Stored data entries:
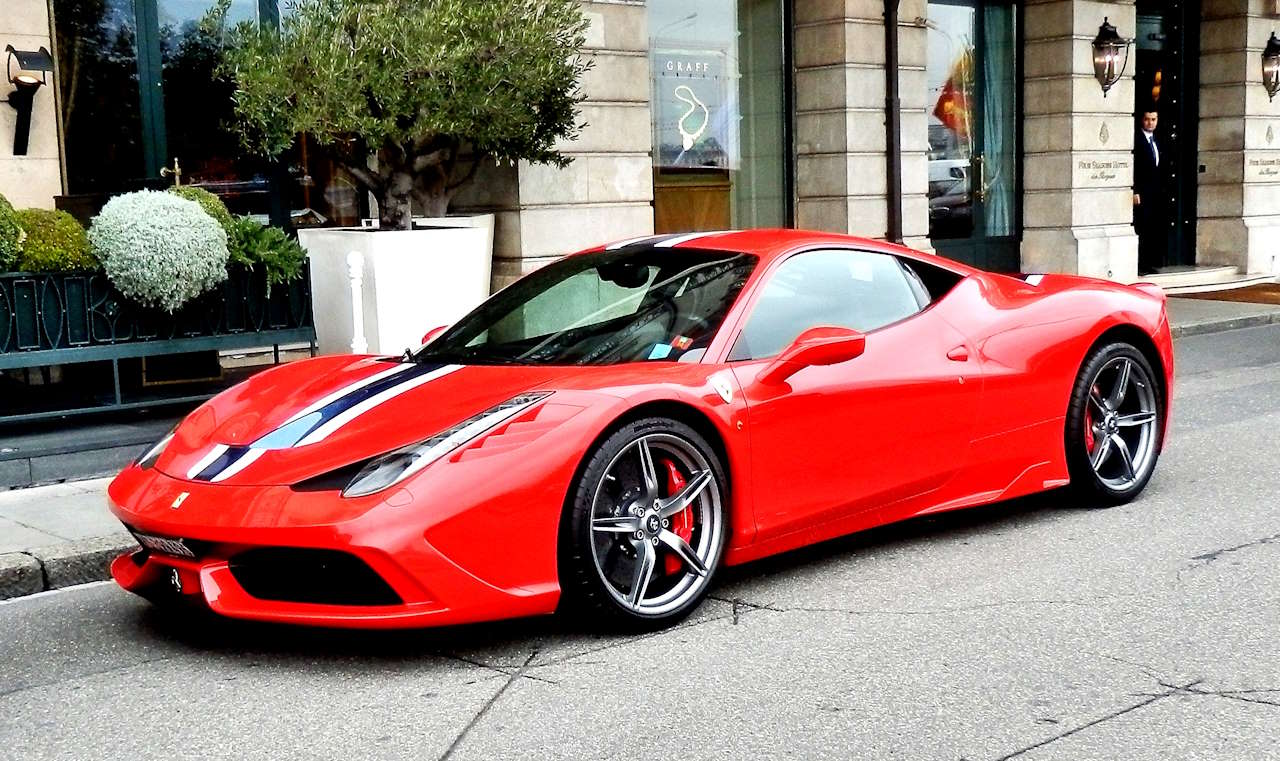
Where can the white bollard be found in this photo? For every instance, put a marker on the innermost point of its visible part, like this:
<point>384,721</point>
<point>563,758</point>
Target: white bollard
<point>356,271</point>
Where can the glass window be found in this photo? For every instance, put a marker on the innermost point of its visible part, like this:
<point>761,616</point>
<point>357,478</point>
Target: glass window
<point>826,288</point>
<point>718,114</point>
<point>950,73</point>
<point>630,305</point>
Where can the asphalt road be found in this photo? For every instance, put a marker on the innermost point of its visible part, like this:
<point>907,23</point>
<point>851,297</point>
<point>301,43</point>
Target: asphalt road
<point>1031,629</point>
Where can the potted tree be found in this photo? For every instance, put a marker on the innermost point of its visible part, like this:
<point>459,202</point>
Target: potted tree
<point>410,97</point>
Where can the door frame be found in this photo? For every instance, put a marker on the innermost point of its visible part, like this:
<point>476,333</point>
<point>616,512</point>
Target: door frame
<point>1000,253</point>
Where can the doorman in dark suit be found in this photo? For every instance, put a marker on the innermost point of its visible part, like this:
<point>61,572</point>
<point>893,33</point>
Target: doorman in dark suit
<point>1150,201</point>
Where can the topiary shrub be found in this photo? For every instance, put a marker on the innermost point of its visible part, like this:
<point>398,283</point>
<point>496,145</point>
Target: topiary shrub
<point>213,205</point>
<point>268,248</point>
<point>55,242</point>
<point>10,235</point>
<point>158,248</point>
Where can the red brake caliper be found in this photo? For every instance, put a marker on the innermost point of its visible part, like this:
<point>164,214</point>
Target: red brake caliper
<point>682,522</point>
<point>1088,425</point>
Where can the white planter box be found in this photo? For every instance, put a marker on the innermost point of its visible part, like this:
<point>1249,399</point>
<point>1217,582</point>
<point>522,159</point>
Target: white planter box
<point>408,280</point>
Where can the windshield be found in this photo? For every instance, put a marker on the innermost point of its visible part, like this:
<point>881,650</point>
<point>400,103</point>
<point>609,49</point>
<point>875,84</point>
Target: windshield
<point>630,305</point>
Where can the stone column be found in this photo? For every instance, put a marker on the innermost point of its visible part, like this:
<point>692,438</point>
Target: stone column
<point>36,178</point>
<point>841,166</point>
<point>1078,145</point>
<point>1238,207</point>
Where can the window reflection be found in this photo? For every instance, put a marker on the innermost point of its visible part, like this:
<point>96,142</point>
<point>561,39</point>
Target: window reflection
<point>138,91</point>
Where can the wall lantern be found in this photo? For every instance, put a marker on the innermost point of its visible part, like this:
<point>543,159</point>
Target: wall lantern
<point>1107,50</point>
<point>1271,67</point>
<point>27,70</point>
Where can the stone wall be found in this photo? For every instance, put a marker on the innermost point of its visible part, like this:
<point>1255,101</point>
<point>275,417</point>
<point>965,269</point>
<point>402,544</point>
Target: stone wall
<point>841,173</point>
<point>36,178</point>
<point>1239,140</point>
<point>1078,145</point>
<point>607,191</point>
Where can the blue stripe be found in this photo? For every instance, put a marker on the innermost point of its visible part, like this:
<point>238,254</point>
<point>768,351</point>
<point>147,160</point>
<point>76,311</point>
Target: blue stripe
<point>291,434</point>
<point>222,463</point>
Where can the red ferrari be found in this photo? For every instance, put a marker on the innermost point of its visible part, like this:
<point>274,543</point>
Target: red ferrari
<point>615,427</point>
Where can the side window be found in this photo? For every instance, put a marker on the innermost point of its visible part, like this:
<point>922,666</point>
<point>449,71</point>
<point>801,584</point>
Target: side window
<point>840,288</point>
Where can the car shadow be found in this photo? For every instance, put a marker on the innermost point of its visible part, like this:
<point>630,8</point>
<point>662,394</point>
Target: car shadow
<point>504,643</point>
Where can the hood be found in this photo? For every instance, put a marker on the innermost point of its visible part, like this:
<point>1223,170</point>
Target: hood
<point>306,418</point>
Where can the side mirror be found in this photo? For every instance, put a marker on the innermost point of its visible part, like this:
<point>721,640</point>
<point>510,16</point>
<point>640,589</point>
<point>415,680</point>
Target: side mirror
<point>432,334</point>
<point>817,345</point>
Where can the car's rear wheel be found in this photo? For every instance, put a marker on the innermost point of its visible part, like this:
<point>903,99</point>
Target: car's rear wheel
<point>645,523</point>
<point>1114,425</point>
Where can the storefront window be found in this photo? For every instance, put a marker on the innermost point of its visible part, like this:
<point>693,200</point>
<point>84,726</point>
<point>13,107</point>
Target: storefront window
<point>718,114</point>
<point>138,92</point>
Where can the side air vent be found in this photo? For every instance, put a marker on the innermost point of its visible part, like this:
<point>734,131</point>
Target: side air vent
<point>323,577</point>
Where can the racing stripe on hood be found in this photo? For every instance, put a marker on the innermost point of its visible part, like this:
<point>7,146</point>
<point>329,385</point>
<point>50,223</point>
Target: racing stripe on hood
<point>319,420</point>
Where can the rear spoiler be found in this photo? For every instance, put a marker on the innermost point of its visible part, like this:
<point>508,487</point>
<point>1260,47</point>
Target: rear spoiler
<point>1151,288</point>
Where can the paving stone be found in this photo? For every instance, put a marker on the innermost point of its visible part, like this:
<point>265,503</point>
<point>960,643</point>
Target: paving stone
<point>19,574</point>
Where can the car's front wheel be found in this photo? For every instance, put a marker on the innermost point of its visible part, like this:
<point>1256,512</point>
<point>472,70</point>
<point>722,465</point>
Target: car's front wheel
<point>644,528</point>
<point>1114,425</point>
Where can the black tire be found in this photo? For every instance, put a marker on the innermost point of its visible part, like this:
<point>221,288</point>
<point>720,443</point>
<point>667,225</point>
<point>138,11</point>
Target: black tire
<point>585,591</point>
<point>1084,421</point>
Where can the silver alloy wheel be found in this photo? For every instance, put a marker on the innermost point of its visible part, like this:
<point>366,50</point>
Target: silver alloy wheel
<point>1121,420</point>
<point>631,531</point>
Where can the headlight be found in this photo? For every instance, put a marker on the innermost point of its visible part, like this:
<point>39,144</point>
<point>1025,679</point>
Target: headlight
<point>149,458</point>
<point>397,466</point>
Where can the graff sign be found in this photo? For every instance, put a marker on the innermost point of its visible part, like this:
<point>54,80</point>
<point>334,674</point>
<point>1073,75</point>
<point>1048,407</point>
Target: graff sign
<point>695,118</point>
<point>1258,169</point>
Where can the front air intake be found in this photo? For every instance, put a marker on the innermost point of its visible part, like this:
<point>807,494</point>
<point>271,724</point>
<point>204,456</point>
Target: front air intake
<point>321,577</point>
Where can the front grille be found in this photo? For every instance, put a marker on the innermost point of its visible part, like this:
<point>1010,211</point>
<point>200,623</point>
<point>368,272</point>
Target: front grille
<point>324,577</point>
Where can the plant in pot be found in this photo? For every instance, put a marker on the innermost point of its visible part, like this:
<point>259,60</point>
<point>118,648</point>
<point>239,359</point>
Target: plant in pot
<point>408,97</point>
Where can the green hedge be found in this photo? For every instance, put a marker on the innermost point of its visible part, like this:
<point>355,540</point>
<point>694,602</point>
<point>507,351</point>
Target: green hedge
<point>55,242</point>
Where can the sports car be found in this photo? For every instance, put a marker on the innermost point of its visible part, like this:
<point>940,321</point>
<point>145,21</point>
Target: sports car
<point>609,431</point>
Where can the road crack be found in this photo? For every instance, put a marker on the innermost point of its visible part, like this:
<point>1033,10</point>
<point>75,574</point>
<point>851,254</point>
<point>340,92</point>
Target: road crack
<point>1079,728</point>
<point>1205,559</point>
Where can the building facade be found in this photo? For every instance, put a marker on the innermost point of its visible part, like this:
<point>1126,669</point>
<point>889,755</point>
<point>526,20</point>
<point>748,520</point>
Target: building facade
<point>978,131</point>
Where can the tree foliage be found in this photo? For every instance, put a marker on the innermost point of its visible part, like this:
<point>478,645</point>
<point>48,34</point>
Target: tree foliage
<point>398,90</point>
<point>266,248</point>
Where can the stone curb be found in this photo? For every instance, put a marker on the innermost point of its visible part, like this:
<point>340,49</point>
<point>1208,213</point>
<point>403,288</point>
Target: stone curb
<point>59,565</point>
<point>1226,324</point>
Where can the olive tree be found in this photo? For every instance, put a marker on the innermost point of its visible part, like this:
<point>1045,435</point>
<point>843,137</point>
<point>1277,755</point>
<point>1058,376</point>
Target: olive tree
<point>410,96</point>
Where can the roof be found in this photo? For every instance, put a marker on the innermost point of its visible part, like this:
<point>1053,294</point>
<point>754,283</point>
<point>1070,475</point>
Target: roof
<point>766,243</point>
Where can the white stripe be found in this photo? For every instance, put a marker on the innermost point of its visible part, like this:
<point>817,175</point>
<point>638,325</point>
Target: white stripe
<point>461,436</point>
<point>58,591</point>
<point>350,415</point>
<point>236,467</point>
<point>679,239</point>
<point>216,452</point>
<point>347,389</point>
<point>631,242</point>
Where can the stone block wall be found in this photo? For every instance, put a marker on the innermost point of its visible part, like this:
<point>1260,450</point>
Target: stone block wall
<point>30,180</point>
<point>607,191</point>
<point>841,168</point>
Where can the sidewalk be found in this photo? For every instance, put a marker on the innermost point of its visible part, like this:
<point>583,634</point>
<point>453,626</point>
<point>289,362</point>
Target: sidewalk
<point>63,535</point>
<point>56,536</point>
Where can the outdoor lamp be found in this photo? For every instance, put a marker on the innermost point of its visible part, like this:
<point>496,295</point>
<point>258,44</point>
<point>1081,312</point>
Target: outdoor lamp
<point>1271,67</point>
<point>1107,63</point>
<point>27,76</point>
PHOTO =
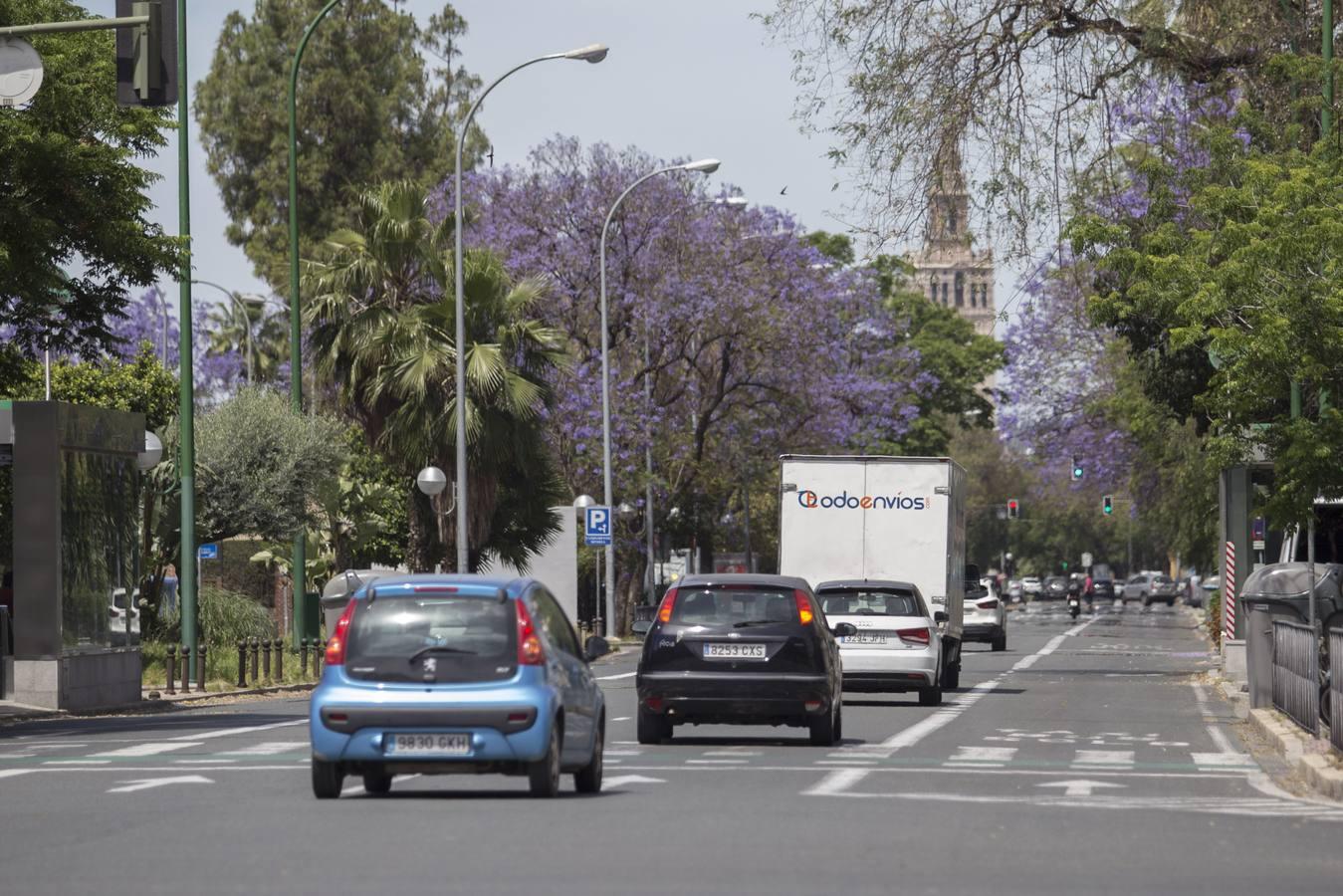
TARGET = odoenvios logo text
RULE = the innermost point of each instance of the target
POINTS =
(808, 499)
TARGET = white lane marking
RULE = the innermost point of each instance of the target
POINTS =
(1104, 758)
(982, 757)
(149, 784)
(245, 730)
(268, 749)
(630, 780)
(837, 782)
(1224, 761)
(144, 750)
(1078, 787)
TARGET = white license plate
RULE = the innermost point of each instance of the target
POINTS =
(430, 745)
(734, 652)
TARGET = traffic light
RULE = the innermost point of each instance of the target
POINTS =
(146, 55)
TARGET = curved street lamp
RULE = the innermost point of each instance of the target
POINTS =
(593, 53)
(704, 166)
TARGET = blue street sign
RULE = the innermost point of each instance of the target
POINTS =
(597, 526)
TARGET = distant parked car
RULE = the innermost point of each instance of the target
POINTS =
(1150, 587)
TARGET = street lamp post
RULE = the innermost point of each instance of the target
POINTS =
(592, 53)
(707, 166)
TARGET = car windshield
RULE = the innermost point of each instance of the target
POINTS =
(869, 602)
(441, 638)
(735, 606)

What you are asked to do ▸ Working through the records, find each line containing the word "street" and copy it.

Completed task ▸
TARGET = curved street lamp
TARGET = blue street sign
TARGET = street lamp post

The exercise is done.